→ **Problem to solve**
Transcribe the entries that follow exactly as they appear, minus pictures.

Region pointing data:
..............................
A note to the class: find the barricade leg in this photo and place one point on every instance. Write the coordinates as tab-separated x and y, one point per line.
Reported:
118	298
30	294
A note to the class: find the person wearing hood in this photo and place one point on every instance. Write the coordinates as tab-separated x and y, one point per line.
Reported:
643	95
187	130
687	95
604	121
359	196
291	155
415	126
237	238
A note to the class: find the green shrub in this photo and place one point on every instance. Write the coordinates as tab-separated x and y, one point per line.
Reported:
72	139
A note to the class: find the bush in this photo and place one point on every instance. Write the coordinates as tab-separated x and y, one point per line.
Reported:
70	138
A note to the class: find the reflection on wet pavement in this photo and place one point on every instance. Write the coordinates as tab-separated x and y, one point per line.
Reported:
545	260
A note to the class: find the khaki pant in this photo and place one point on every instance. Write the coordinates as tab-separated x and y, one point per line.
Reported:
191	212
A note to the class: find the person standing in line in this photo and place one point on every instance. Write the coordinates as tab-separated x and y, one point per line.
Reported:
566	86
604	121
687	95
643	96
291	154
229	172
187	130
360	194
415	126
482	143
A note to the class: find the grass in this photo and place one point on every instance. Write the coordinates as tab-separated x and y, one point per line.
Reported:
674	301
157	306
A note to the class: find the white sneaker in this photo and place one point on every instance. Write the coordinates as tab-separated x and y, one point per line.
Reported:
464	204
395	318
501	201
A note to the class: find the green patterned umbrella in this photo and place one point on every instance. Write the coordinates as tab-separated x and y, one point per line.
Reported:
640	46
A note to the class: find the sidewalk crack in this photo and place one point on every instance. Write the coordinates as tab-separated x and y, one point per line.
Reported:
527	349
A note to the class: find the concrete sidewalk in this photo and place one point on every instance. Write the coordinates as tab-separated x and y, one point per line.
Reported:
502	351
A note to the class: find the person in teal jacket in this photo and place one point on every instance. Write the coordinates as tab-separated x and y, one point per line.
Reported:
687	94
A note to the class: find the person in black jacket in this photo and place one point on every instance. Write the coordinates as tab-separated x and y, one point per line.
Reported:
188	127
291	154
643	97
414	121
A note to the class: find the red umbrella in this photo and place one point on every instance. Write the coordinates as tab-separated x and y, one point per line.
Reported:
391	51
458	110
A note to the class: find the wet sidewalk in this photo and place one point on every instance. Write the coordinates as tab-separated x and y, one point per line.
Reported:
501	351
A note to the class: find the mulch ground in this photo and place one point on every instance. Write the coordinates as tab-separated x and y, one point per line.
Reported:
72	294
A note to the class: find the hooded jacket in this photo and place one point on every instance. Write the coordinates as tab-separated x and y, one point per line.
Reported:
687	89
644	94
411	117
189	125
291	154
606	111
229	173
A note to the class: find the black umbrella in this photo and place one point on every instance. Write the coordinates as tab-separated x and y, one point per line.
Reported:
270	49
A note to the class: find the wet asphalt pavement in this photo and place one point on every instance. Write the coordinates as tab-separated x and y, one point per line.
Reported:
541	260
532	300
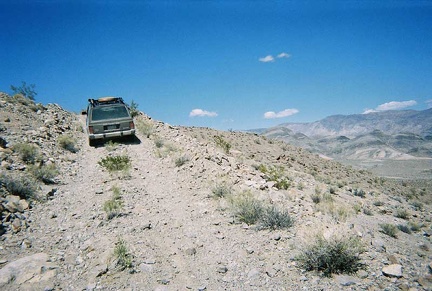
..............................
→ **Completed exercise**
A note to the class: find the barricade leg in this photo and place one point on every instance. Write the coordinates as tab-separated x and y, one point per line.
Reported:
118	298
30	294
A note to the class: find the person wearing hood in this photo and place one point on every instance. Write the coordinates as tab-separated x and y, one point per line.
Reported:
643	95
187	130
687	95
604	121
359	196
291	155
415	126
237	238
A note to the class: find the green shrub in this photo and place one point on every instance. Write the coordinates as tab-separated x and y, one point per line.
Reported:
72	139
A note to the class: find the bush in this photo and place one point on every instance. Write the coordinates as tab-separated x and y, one point per line.
Reported:
70	138
A note to the class: find the reflection on wet pavement in this photo and place one point on every instance. Write the coordinates as tab-separated x and y, one point per line.
Reported:
545	260
A note to the class: find the khaki pant in this photo and place one point on every instance. Write the coordinates as tab-separated x and y, one point per line.
Reported:
191	212
A note to the class: find the person standing in line in this photo and place one point on every instance. Write the coordinates as tab-separated x and y, one point per line.
Reported:
566	86
604	121
687	95
643	96
291	154
229	172
187	130
360	194
415	126
482	143
A note to the class: find the grass in this photo and place one point on every instance. Write the coordinates as tab-separated x and y, one point per line.
Reported:
674	301
157	306
A note to the class: find the white sneaker in this photo and place one point on every instance. Write the coordinates as tab-separated x and y, one point per line.
Reported:
464	204
395	318
501	201
A note to the class: find the green patterned umbrella in this photo and place one point on every instance. Write the coordinates as tab-separated x and y, one point per line.
Reported:
640	46
A note to the class: find the sidewalk crack in this photo and place one point on every instance. Write the coordinates as tab-separated x and y, one point per line.
Reported:
527	349
A note to the class: find the concrete sidewalk in this photo and place one point on every instance. Write the coordinates as tab-separated x and y, one point per line.
Reported:
502	351
A note to the class: find the person in teal jacket in this photo and place one point on every instance. Write the coordinates as tab-separated x and y, one point per line.
Reported:
687	94
A note to the class: find the person in black jacket in this photo and place one point on every instance. Write the coordinates as tab-separated x and y, one point per line.
Reported:
188	127
291	154
643	97
414	121
A note to the class: find the red umbrella in this photo and place one point on every instance. Write the coordinates as tab-separated x and y, one point per line.
Reported:
391	51
458	110
A note to the class: find the wet sidewalk in this photo and place one point on every instance. Write the coordinates as tab-separated x and y, one point per line.
Reported:
501	351
A note to the class: find the mulch ground in this photo and place one point on every instance. Write the coordinates as tab-separated x and y, one point per line.
Reported:
72	294
A note to the class: find the hooded jacket in this photo and place one point on every instance. Write the coordinates as tab-separated x and y, one point per line.
Reported:
687	89
644	94
411	117
189	125
291	154
606	111
229	173
A note to the class: find the black umbrella in this photo and place one point on every instance. Write the coordinates as tab-separated x and y, one point per line.
Reported:
270	49
A note to the class: find the wet asphalt pavement in this photo and place one point on every instance. Write the coordinates as tab-separated x and y, one point per line.
Reported:
541	260
532	300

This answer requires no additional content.